**Data extracts**
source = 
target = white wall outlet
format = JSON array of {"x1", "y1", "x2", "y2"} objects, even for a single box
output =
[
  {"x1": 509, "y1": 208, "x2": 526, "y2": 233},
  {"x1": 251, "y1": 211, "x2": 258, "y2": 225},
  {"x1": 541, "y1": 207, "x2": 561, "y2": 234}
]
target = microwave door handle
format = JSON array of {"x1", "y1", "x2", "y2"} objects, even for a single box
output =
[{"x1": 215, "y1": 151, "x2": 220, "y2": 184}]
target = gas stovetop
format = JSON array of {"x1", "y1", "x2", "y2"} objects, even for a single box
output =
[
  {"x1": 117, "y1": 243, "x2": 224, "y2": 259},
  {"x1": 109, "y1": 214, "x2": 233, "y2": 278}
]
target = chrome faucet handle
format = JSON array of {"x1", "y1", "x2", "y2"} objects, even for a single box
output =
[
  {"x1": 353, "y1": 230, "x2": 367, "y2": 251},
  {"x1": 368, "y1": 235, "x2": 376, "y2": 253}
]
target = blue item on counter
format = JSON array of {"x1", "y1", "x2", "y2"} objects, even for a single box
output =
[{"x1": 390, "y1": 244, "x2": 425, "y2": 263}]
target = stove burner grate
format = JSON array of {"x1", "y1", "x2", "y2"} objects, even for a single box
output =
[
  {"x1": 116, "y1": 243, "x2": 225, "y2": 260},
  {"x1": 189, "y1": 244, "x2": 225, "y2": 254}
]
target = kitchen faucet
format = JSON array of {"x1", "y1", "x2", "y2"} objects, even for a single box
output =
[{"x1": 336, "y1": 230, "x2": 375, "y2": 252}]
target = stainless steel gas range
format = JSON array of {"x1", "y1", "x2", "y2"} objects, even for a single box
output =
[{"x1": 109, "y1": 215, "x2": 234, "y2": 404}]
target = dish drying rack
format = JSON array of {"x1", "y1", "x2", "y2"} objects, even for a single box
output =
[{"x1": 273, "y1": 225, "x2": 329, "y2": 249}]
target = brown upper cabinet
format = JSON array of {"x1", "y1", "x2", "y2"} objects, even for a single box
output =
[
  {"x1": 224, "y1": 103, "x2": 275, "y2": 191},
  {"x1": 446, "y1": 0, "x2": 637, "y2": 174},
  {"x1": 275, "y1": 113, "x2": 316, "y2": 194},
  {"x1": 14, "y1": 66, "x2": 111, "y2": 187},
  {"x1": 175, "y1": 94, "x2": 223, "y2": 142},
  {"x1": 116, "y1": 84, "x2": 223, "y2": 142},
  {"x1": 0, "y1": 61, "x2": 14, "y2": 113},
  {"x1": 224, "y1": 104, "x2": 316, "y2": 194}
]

**Your assignment**
Count every line of the data in which the word "handle" appears, and report only the total.

**Answer for the task**
2